▶ _Objectif fixé 1_: Transcrivez un extrait du texte sur les retraités grecs : commencez aux mots « Un vieillard en » et arrêtez-vous après « la capitale grecque. ».

Près de la moitié des retraités grecs vivent déjà sous le seuil de pauvreté. Les nouvelles mesures d’austérité les ciblent pourtant une nouvelle fois. Reportage.
Un vieillard en survêtement s’approche d’un pas mal assuré d’une benne à ordures. D’un bras, il soulève avec peine le couvercle bleu. De l’autre, il sonde les détritus autant qu’il peut. Son butin : une boîte à chaussures et un cintre en plastique. Il referme le conteneur, se retourne et traverse lentement la route, en direction de la poubelle d’en face. La scène se passe à Athènes, dans un quartier résidentiel. Elle est presque devenue banale dans la capitale grecque.
Les 2,7 millions de retraités que compte la Grèce – sur 11 millions d’habitants – sont en première ligne des mesures d’austérité mises en œuvre dans le pays depuis 2010 pour tenter de réduire le déficit budgétaire. Les nouvelles coupes dans les pensions imposées au parlement hellénique par les créanciers internationaux s’ajoutent à treize autres réformes en sept ans. Ces dernières, appliquées de manière graduelle, ont notamment rehaussé l’âge de la retraite, relevé les cotisations et supprimé certaines aides.
Sous le seuil de pauvreté
Les allocations, qui avec la nouvelle loi devraient diminuer de 9 % à l’horizon 2019 pour économiser 1,8 milliard d’euros, ont déjà été réduites de 40 % en moyenne. À l’heure actuelle, la retraite standard est d’un peu plus de 800 euros par mois, selon les autorités, et 43 % des pensionnaires reçoivent moins de 660 euros, un montant inférieur au seuil de pauvreté. Or la plupart ne perçoivent aucun autre argent et les pensions constituent le revenu principal d’un ménage sur deux. Elles se substituent en outre à d’autres prestations sociales, faibles en Grèce. Enfin, les retraités doivent faire face comme tout le monde à la hausse des taxes en tous genres.
« Que vont-ils enlever à ceux qui n’ont déjà plus rien ? » s’inquiète Teresa, une rousse de 67 ans active dans le réseau de solidarité Mirmigi (« la fourmi »), situé à Kypseli, un quartier central d’Athènes qui s’est paupérisé ces dernières années. L’association fondée en 2012 fournit des vivres et des produits de base à environ 400 familles nécessiteuses, grecques et étrangères, deux fois par mois. Un bénéficiaire sur dix est retraité, indique Kostas, 26 ans, l’un des piliers de Mirmigi. « Ils sont toujours plus nombreux, observe-t-il. Certains touchent 500, 300 euros, voire rien du tout si ce n’est l’assistance sociale. Comment voulez-vous qu’ils vivent ? »

▶ _Données d'entrée_:
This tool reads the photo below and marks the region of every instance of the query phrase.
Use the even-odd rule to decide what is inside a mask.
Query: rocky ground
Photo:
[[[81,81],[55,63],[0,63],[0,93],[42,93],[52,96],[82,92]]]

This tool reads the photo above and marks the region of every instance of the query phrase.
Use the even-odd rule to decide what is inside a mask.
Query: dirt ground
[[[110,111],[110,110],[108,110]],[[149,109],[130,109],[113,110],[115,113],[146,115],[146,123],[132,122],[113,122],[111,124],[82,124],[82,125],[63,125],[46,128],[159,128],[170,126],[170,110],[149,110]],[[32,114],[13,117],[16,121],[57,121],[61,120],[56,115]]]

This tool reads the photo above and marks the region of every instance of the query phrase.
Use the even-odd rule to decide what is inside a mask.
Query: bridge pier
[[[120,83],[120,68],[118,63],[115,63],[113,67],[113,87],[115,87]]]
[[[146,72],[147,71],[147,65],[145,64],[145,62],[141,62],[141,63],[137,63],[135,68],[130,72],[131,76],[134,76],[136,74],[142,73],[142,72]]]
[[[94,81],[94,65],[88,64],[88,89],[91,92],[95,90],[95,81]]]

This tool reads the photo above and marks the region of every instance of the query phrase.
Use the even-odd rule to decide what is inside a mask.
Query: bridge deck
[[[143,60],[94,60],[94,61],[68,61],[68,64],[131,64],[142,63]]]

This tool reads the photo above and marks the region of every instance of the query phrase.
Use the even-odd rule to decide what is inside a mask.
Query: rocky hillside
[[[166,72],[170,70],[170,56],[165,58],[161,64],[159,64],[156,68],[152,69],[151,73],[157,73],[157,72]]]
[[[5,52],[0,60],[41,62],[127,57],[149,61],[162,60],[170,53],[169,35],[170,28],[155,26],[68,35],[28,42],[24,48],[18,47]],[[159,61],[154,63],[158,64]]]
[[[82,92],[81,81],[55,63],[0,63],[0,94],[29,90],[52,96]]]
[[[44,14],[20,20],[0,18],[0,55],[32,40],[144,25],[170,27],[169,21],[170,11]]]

▶ _Objectif fixé 2_: Reproduisez mot pour mot les rangées depuis leur toute première ligne jusqu'à la ligne qui contient « [[[81,81],[55,63],[0,63],[0,93],[42,93],[52,96],[82,92]]] », celle-ci comprise, sans rien y ajouter.

▶ _Réponse de l'exercice 1_:
Un vieillard en survêtement s’approche d’un pas mal assuré d’une benne à ordures. D’un bras, il soulève avec peine le couvercle bleu. De l’autre, il sonde les détritus autant qu’il peut. Son butin : une boîte à chaussures et un cintre en plastique. Il referme le conteneur, se retourne et traverse lentement la route, en direction de la poubelle d’en face. La scène se passe à Athènes, dans un quartier résidentiel. Elle est presque devenue banale dans la capitale grecque.

▶ _Réponse de l'exercice 2_:
This tool reads the photo below and marks the region of every instance of the query phrase.
Use the even-odd rule to decide what is inside a mask.
Query: rocky ground
Photo:
[[[81,81],[55,63],[0,63],[0,93],[42,93],[52,96],[82,92]]]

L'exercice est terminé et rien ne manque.